#### Prompt
Every line with "weave" in it should be copied from the data.

#### Data for processing
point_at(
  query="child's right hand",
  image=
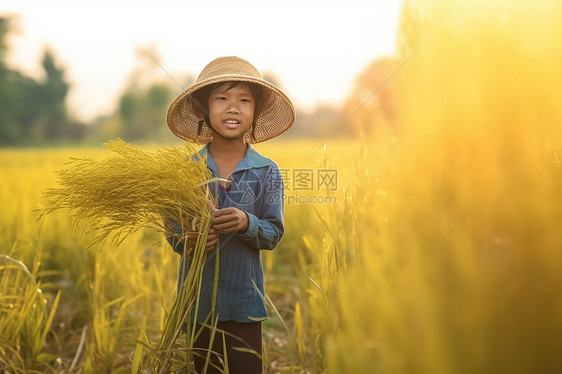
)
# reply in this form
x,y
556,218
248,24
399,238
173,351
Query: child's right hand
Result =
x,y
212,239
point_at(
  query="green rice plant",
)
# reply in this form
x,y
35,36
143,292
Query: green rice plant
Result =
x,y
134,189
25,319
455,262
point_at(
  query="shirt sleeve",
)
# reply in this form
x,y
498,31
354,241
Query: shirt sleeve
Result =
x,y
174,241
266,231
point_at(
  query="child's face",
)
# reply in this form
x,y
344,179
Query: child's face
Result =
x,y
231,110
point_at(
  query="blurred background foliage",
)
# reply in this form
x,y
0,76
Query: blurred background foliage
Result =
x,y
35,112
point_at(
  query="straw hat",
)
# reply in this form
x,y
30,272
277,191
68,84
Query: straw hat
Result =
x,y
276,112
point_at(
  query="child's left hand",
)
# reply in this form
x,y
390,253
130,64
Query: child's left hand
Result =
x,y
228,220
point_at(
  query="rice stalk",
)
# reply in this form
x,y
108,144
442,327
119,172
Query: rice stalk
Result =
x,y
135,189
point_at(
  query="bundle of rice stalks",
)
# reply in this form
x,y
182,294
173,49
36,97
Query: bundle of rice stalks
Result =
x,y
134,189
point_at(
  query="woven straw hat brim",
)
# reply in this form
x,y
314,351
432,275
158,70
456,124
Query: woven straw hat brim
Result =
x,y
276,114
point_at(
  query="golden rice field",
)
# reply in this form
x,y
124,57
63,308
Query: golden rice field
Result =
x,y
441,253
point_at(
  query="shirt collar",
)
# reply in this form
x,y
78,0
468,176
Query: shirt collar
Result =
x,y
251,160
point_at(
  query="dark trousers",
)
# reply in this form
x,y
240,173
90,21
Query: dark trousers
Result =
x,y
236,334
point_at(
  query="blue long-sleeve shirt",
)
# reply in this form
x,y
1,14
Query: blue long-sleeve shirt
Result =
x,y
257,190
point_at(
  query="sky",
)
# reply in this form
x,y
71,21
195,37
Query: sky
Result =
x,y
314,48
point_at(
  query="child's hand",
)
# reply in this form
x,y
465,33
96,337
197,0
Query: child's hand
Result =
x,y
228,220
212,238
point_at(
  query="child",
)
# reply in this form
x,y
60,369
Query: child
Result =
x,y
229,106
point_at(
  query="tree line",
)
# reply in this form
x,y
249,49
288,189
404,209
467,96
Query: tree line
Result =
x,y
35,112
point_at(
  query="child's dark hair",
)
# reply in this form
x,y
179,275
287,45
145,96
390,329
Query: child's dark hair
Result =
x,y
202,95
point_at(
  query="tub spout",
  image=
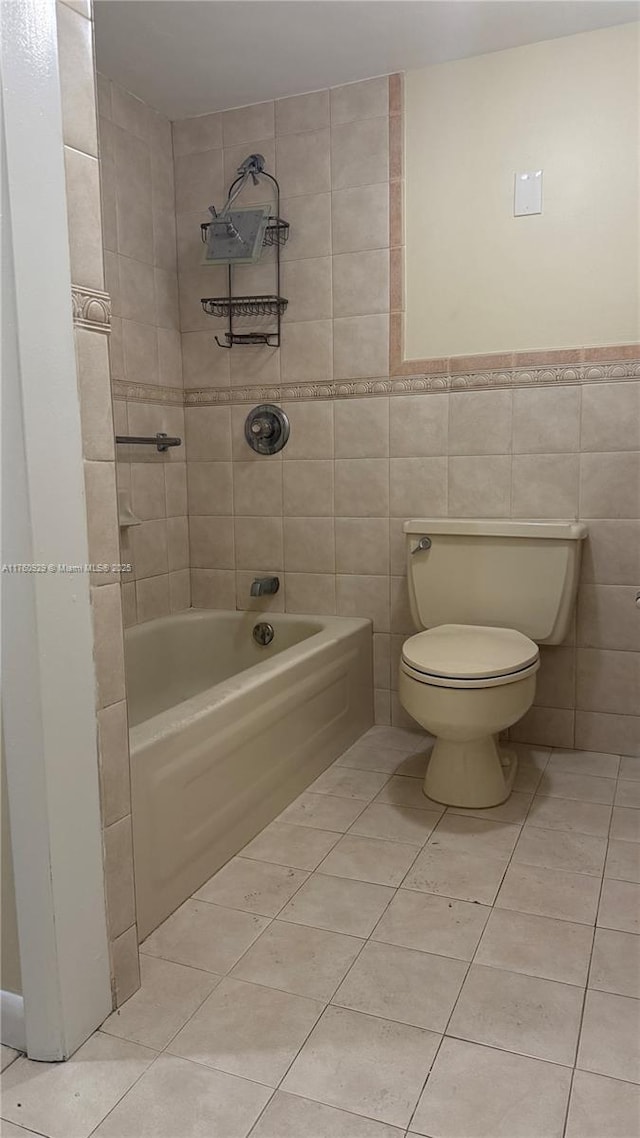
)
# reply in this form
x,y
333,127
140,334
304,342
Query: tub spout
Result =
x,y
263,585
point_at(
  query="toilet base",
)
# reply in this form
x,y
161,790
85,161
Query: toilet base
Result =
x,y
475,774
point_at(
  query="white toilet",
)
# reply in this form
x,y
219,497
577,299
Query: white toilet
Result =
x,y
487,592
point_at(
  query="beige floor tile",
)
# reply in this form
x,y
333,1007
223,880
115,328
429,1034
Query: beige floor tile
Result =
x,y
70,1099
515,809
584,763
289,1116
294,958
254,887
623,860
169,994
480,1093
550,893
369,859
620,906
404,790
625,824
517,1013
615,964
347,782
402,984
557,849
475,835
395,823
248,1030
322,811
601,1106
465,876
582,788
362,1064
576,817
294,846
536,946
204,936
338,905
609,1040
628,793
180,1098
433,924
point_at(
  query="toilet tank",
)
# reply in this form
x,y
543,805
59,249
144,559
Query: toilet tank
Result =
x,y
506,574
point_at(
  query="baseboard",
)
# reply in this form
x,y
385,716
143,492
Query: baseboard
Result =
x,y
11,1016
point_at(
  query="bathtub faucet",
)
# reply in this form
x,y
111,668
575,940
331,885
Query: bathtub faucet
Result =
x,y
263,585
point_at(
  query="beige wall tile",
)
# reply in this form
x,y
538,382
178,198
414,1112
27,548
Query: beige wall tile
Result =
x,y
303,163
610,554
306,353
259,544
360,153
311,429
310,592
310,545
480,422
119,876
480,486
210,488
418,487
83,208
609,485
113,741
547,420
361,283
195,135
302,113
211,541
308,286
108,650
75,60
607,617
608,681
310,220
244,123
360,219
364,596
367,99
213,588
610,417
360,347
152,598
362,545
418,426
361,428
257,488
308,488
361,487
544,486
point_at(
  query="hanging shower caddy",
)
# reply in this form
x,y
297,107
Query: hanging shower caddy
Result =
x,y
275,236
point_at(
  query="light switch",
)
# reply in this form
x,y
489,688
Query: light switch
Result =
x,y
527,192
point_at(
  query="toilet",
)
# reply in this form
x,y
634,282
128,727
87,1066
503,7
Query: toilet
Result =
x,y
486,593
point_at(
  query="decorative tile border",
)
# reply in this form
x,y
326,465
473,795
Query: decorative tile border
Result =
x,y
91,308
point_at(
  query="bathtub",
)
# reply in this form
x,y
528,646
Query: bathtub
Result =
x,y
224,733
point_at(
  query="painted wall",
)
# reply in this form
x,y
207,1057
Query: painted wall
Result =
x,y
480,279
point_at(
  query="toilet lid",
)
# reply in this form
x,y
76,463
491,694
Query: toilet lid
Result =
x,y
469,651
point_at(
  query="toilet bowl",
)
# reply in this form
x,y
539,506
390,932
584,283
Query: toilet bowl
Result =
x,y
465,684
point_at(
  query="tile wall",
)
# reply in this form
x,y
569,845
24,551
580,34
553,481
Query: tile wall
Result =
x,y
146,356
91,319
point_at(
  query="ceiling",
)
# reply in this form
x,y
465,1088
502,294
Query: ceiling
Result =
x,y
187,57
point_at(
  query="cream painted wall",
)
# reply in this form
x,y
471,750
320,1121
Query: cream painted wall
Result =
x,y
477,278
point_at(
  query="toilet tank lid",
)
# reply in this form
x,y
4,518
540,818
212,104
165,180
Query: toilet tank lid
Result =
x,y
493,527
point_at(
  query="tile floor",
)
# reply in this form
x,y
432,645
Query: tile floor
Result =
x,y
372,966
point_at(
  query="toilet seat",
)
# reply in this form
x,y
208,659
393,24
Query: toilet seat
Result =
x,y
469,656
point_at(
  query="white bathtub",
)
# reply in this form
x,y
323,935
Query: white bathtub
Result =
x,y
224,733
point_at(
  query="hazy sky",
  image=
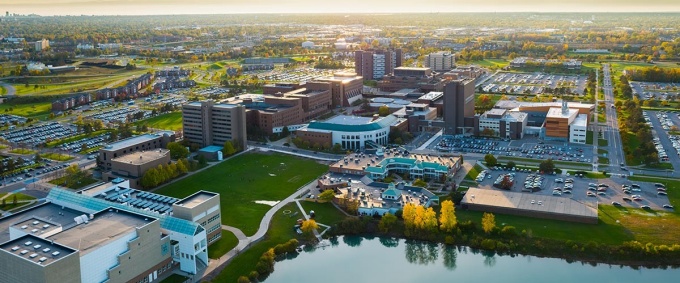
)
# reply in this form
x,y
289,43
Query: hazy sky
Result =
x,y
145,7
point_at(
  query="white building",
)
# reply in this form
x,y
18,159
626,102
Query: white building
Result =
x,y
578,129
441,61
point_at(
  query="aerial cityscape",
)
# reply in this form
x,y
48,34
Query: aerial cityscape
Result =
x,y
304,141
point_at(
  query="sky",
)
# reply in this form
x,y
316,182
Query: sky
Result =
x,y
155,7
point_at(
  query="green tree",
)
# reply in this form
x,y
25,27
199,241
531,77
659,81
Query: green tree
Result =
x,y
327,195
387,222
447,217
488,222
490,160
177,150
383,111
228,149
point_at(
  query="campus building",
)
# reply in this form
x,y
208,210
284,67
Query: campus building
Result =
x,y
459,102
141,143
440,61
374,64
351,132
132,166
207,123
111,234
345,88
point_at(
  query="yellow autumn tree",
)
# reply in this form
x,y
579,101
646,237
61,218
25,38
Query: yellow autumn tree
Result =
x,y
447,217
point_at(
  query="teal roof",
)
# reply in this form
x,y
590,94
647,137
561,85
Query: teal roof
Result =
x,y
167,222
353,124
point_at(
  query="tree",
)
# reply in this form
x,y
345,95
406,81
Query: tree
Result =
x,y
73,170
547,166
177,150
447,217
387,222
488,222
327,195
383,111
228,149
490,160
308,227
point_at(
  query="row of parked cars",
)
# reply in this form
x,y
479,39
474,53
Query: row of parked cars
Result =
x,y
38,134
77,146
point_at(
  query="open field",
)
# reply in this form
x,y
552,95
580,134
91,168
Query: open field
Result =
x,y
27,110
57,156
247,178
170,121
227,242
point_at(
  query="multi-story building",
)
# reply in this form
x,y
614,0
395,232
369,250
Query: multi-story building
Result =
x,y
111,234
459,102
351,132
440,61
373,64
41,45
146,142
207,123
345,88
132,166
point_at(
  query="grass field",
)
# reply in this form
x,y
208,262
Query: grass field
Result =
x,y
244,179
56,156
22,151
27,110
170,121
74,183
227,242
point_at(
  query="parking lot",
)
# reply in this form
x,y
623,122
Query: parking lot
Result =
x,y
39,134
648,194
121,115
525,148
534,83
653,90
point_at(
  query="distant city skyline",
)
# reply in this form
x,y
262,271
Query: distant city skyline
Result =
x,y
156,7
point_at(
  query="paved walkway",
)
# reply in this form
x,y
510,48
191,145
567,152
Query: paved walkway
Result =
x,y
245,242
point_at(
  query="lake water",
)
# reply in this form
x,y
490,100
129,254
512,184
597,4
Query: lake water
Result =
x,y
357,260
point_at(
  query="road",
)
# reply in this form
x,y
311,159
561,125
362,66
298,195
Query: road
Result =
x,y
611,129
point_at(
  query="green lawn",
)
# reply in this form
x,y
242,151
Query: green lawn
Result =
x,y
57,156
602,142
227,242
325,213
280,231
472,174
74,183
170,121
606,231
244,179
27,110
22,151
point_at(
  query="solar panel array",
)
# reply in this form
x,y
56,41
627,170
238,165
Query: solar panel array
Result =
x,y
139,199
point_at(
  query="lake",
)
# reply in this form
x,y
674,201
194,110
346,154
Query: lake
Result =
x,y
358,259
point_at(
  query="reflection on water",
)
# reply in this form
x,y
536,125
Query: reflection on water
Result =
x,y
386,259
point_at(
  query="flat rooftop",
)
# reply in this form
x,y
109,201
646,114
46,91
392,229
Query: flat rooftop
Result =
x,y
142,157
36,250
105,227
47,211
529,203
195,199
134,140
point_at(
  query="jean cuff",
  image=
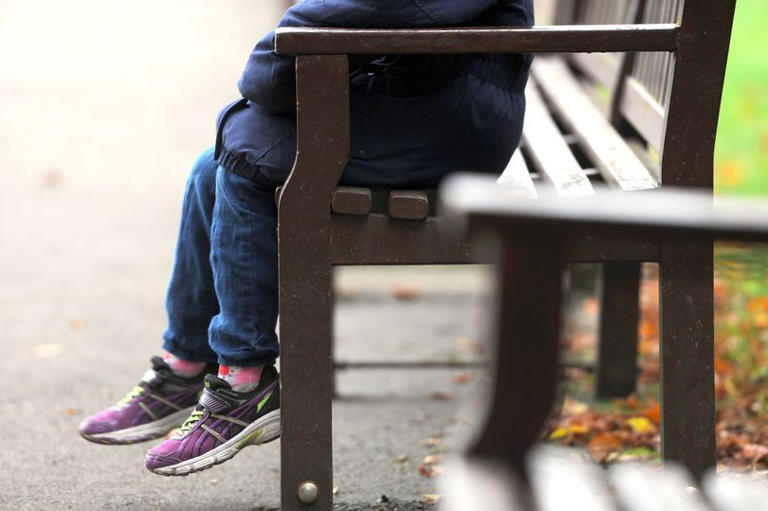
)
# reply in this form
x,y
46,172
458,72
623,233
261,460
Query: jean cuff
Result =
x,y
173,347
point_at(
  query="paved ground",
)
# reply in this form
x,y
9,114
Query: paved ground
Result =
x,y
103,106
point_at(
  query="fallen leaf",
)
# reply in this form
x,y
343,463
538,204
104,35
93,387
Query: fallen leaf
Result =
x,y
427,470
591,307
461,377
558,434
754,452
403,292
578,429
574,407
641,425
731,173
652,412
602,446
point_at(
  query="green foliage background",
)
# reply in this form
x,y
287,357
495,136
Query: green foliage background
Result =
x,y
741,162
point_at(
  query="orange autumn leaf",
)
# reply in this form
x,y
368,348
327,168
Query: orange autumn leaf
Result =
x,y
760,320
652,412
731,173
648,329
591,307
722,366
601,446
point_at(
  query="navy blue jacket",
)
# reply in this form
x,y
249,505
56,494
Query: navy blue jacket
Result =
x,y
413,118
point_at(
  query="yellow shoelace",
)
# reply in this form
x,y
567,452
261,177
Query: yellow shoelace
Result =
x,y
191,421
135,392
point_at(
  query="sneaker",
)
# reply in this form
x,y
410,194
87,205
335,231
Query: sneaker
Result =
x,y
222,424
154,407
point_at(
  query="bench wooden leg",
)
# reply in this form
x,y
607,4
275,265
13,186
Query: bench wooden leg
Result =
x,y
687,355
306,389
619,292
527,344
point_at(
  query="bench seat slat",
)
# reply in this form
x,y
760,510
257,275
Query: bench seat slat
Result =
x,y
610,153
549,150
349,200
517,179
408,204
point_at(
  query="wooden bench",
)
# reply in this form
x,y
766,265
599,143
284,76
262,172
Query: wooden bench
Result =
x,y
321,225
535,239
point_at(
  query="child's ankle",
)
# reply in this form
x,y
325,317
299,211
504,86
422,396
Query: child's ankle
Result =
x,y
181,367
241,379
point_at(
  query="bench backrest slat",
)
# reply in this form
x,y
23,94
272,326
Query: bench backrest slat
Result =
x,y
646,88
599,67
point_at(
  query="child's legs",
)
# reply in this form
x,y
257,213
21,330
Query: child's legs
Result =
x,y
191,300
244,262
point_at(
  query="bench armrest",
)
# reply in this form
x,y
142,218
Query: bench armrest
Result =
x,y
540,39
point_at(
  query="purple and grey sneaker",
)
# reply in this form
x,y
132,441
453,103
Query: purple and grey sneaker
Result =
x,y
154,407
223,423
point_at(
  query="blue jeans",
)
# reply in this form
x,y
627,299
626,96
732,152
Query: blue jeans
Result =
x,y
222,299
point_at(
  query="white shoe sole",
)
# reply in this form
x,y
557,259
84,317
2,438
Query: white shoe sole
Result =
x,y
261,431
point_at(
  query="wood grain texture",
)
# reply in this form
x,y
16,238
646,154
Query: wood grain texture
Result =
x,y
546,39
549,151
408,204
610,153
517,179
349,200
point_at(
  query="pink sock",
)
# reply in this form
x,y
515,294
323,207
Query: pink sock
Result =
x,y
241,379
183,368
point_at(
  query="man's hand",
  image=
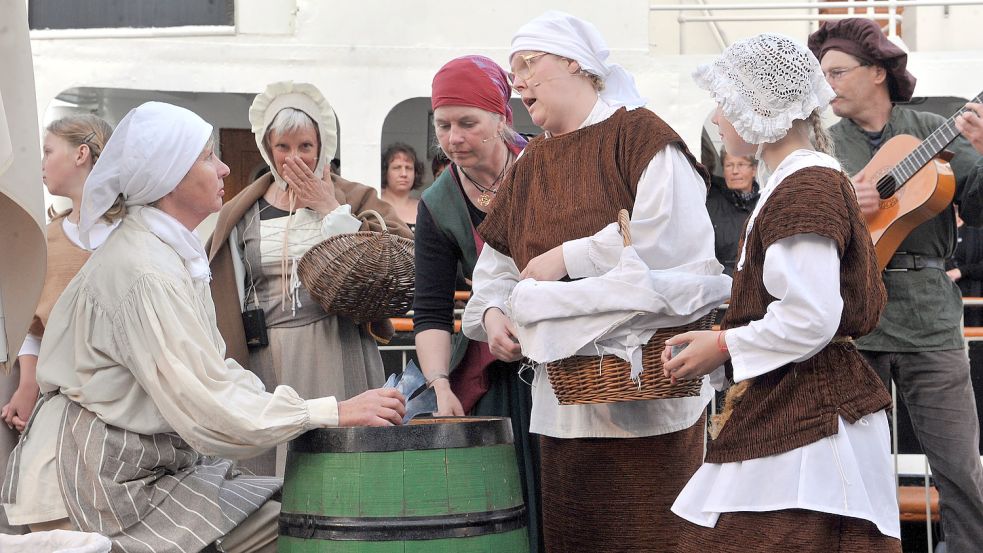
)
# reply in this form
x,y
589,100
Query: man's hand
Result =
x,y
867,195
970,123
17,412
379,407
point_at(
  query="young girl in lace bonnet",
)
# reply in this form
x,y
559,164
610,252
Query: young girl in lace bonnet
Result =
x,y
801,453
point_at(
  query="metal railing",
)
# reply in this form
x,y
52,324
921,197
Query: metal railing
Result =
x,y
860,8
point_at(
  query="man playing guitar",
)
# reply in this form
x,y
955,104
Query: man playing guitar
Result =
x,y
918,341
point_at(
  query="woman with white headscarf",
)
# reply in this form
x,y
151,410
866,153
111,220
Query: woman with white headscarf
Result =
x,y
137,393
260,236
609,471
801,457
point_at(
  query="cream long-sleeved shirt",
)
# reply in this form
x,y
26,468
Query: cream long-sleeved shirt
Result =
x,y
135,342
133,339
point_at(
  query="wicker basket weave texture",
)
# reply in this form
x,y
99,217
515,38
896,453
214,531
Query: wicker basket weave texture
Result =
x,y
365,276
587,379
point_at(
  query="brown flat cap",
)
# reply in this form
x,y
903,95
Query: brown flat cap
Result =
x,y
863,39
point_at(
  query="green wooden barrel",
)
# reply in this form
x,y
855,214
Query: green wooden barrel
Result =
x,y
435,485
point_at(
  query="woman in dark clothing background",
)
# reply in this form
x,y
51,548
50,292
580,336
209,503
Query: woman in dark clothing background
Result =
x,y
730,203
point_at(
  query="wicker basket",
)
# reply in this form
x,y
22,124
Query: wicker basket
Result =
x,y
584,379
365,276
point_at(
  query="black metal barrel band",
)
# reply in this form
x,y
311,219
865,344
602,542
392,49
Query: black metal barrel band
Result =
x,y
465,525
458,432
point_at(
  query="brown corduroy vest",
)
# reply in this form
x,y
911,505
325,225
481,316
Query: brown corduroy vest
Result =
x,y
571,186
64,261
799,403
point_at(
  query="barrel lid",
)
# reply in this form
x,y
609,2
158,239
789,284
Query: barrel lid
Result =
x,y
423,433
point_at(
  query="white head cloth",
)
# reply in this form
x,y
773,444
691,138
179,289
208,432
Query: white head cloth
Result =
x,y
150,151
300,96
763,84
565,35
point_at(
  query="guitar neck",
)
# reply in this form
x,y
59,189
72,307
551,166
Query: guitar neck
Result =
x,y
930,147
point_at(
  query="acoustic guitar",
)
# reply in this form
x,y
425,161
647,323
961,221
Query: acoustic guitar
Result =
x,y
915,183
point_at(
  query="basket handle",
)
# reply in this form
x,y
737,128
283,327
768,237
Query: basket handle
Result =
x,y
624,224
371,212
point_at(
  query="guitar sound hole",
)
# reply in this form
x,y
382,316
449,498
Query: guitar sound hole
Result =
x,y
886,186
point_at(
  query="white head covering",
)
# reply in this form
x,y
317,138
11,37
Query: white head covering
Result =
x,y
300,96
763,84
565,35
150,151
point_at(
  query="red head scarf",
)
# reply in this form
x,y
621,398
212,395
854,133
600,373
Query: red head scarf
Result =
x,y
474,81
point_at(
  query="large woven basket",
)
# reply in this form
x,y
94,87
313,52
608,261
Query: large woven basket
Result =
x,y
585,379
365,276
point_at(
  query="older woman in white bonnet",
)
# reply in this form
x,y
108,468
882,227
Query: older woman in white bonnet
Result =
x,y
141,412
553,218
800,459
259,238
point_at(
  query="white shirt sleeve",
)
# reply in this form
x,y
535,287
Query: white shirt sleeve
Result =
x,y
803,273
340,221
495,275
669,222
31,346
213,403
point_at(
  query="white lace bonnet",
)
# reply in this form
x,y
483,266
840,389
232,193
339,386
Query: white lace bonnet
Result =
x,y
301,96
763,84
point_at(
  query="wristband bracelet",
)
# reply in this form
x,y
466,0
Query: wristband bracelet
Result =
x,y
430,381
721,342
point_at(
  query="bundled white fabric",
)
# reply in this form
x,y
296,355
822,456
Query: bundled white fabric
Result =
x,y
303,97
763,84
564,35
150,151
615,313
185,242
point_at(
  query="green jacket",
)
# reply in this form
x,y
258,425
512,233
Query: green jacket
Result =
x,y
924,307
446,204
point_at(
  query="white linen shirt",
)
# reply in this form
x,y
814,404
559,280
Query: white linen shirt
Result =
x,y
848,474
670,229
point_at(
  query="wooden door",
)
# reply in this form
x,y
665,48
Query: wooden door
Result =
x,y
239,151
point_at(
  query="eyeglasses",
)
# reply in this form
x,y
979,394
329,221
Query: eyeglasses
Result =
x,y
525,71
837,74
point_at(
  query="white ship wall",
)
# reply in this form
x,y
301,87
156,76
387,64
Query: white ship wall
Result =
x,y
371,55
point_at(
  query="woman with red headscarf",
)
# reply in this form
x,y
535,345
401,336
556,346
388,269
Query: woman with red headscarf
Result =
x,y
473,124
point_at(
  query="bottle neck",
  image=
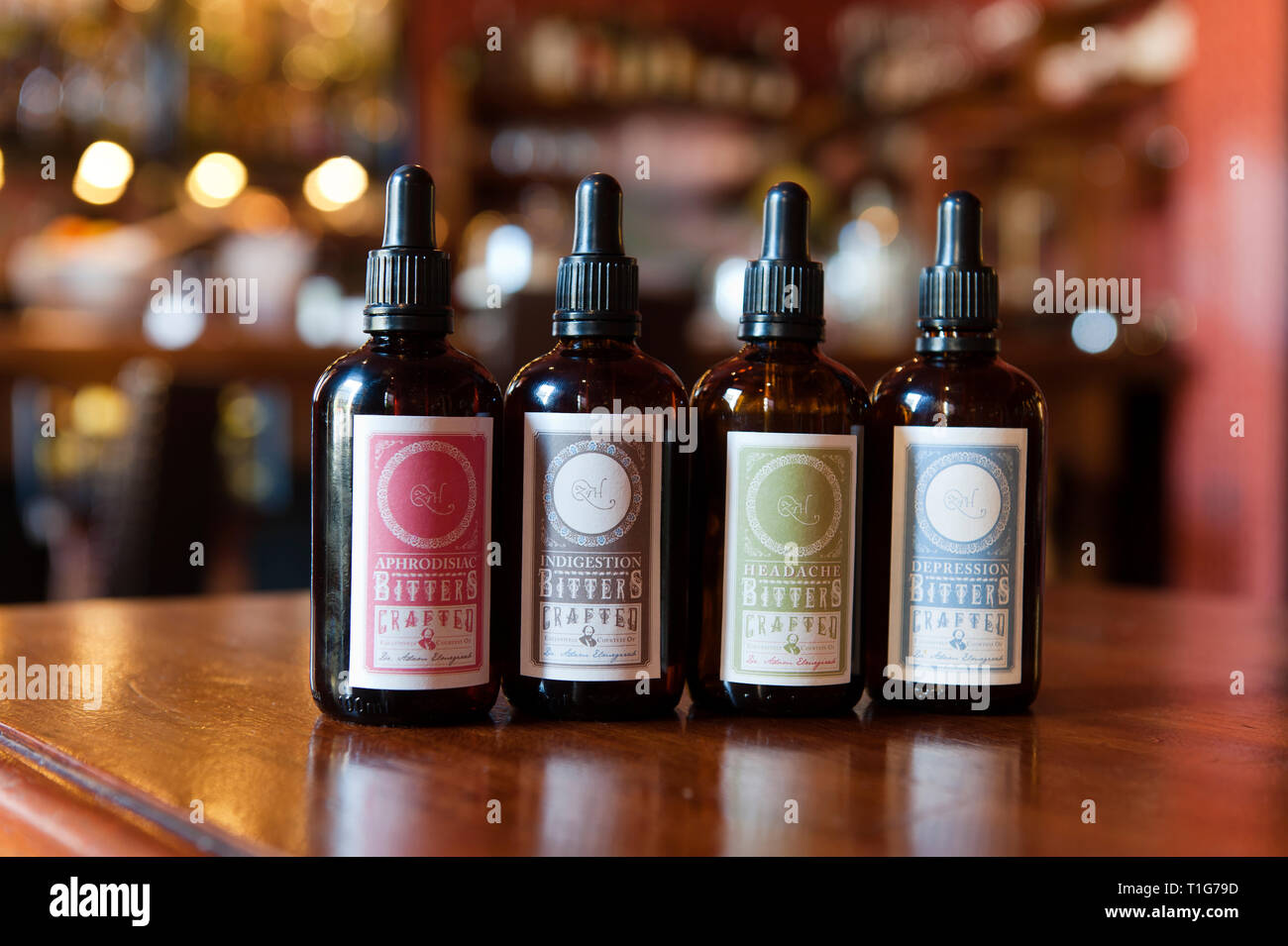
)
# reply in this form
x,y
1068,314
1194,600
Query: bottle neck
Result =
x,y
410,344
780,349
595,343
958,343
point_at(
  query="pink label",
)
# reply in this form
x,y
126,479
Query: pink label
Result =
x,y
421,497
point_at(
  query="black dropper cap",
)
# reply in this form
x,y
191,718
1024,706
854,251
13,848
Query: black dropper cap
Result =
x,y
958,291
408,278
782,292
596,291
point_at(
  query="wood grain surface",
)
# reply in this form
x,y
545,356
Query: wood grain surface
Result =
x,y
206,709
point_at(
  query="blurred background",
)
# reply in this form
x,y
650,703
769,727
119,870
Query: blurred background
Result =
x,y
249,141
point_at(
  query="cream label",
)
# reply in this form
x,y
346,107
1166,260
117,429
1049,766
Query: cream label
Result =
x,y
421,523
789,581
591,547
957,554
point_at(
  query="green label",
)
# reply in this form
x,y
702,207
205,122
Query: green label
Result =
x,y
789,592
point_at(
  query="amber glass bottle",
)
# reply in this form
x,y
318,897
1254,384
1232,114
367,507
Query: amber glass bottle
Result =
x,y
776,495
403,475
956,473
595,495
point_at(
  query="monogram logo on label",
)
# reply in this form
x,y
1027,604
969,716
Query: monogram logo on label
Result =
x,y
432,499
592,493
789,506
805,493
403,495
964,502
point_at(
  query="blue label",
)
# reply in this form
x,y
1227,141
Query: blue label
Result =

#### Task output
  query="wicker basket weave texture",
Query: wicker basket weave texture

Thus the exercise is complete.